**Excerpted passage**
From a total of 1,932 trap nights, 178 animals were captured (trap success = 9.2%), including 135 (75.8%) brown rats and 43 (24.2%) roof rats (R. rattus). The ratio of males to females was 2:1 for both species. Six (3.4%) rodents, all brown rats, were RT-PCR–positive (four female adults, one male adult, and one female juvenile). Positive rodents were noted at two trap sites (one site along the Mississippi River and the second site in a residential neighborhood approximately 2 miles to the north) on two separate occasions 6 months apart (Figure 1).
RT-PCR and phylogenetic analysis.
Sequence analysis of selected RT-PCR–positive rodents revealed 99% homology with the previously identified Tchoupitoulas variant of Seoul virus.4 Given the almost identical sequences of the 281-base pair amplicons produced, a representative sequence was used for phylogenetic comparison (Figure 2). Phylogenetic analysis confirmed that all rodent-derived hantavirus sequences from this study belonged to the same branch as the previously identified Tchoupitoulas virus within the Seoul virus clade. Congruency between Bayesian and bootstrapped neighbor-joining, maximum parsimony, and maximum likelihood analyses of Clustal alignments validated the phylogenetic assignment (data not shown).
Figure 2.
Maximum likelihood phylogenetic tree showing relatedness of a representative hantavirus (NOLa68; bold) indentified from rodent samples collected in New Orleans, Louisiana, with other Old World hantavirus sequences available from GenBank. The tree compares partial S-segment sequences (nucleotide positions 973–1253 of accession number M14626.1) and was constructed using the Tamura three-parameter model with γ-distributed rate heterogeneity and a proportion of invariant sites (T92 + G + I). Each branch shows the GenBank accession number followed by common virus identifier. The scale bar indicates nucleotide substitutions per site. GenBank accession numbers of sequences derived from this study are KF683313, KF683314, and KF683315. DOBV = Dobrava virus; HTNV = Hantaan virus; PUUV = Puumala virus; SEOV = Seoul virus; TULV = Tula virus.
Virus isolation, immunofluorescence assay, and electron microscopy.
RT-PCR on Vero E6 cell culture supernatant produced the expected 281-base pair product amplified from infected tissues (data not shown). Immunofluorescence assay testing of cells revealed classical punctate, cytoplasmic staining of hantavirus nucleocapsid protein. Electron microscopy showed classic hantavirus morphology of pleomorphic, ovoid virions ranging from 80 to 120 nm in diameter (Figure 3).
Figure 3.
(A and B) Electron micrographs showing classic hantavirus particles ranging from 80 to 120 nm in diameter budding from the surface of Vero cells. (C) Immunofluorescence assay showing characteristic punctuate, cytoplasmic staining of infected Vero E6 cells stained with anti-Seoul virus nucleocapsid antibody. (D) Mock-infected Vero E6 cells. Scale bars: A and B, 250 nm; C and D, 20 μm.
Discussion
Our results show that the Tchoupitoulas variant of Seoul virus is still present in the brown rat population in New Orleans, although at low prevalence. The finding of this same virus over 25 years since its first discovery suggests a stable endemicity in the city. It remains unknown whether human infection and disease caused by Tchoupitoulas virus have occurred in New Orleans, although the 1982 report by Tsai and others5 on the testing of 57 rodent and mosquito control personnel, virology laboratory workers, and sanitarians in New Orleans for anti-Hantaan virus immunoglobulin G (IgG) antibody by immunofluorescence assay showed no positives.5 No systematic testing has been done since that time, and no routine surveillance for hantavirus infection or HFRS exists in the city. Additionally, clinical laboratory testing for hantaviruses is not routinely available.

**Apply what you read**
1 > In the hantavirus passage, how many of the captured rodents were RT-PCR–positive?
2 > Please set down the stretch of the hantavirus passage from "From a total" through "and phylogenetic analysis.", word for word.
3 > Carry the hantavirus passage further, starting after its last sentence.
The entries after the hantavirus passage are separate material.

**Excerpted data**
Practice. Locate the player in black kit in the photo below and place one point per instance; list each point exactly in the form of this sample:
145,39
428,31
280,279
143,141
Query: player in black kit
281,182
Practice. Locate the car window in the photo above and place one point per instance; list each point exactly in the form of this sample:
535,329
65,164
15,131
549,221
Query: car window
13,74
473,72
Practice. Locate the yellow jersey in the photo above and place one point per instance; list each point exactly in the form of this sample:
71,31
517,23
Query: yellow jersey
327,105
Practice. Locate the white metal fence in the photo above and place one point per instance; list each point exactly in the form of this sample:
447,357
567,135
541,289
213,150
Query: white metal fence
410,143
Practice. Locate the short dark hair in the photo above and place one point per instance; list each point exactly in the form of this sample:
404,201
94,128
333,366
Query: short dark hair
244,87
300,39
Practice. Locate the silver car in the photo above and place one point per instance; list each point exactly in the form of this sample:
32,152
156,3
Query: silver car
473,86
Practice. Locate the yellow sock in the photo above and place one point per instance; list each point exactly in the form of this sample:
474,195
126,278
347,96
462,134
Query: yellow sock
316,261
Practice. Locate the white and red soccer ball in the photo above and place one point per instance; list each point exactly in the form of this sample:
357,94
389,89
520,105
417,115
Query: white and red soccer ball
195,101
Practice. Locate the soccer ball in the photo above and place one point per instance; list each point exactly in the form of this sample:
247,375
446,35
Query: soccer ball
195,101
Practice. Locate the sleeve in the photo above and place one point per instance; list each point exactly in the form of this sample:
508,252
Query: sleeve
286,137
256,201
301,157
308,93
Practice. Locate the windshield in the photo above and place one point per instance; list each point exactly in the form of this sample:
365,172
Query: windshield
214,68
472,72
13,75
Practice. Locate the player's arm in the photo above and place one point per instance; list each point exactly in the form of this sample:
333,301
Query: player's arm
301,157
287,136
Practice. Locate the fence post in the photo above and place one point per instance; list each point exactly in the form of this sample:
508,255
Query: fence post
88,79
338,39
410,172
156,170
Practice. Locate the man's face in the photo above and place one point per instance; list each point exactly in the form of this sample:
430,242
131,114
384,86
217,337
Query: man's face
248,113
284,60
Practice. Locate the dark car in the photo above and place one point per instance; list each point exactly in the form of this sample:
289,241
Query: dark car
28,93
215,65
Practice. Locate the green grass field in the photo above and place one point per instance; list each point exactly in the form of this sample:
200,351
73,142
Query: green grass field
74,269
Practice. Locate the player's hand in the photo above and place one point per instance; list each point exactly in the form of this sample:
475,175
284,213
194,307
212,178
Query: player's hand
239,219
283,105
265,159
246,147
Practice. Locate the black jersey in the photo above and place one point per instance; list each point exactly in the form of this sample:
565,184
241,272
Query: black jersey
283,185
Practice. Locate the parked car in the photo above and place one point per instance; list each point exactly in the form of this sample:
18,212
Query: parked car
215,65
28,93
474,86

**Answers to the problems**
1 > Six rodents (3.4%), all brown rats, were RT-PCR–positive.

2 >
From a total of 1,932 trap nights, 178 animals were captured (trap success = 9.2%), including 135 (75.8%) brown rats and 43 (24.2%) roof rats (R. rattus). The ratio of males to females was 2:1 for both species. Six (3.4%) rodents, all brown rats, were RT-PCR–positive (four female adults, one male adult, and one female juvenile). Positive rodents were noted at two trap sites (one site along the Mississippi River and the second site in a residential neighborhood approximately 2 miles to the north) on two separate occasions 6 months apart (Figure 1).
RT-PCR and phylogenetic analysis.

3 >
In addition to New Orleans, serologic evidence of Seoul or related Old World hantaviruses has been reported in rodents in Baltimore, Maryland12–17; Houston, Texas13,18,19; Philadelphia, Pennsylvania13,18,19; Cincinnati, Ohio; Columbus, Ohio; Los Angeles, California20; New York, New York; San Francisco, California; Seattle, Washington; Tacoma, Washington; Hilo, Hawaii4; and areas of North Carolina,12 Maryland, West Virginia,21 Minnesota, California,21,22 Alaska,21 and Mississippi,23 with hantavirus isolates and/or PCR amplification available from rodents in Houston and Philadelphia.18 The distribution of infected rodents may be extremely localized,14 which we noted in our study.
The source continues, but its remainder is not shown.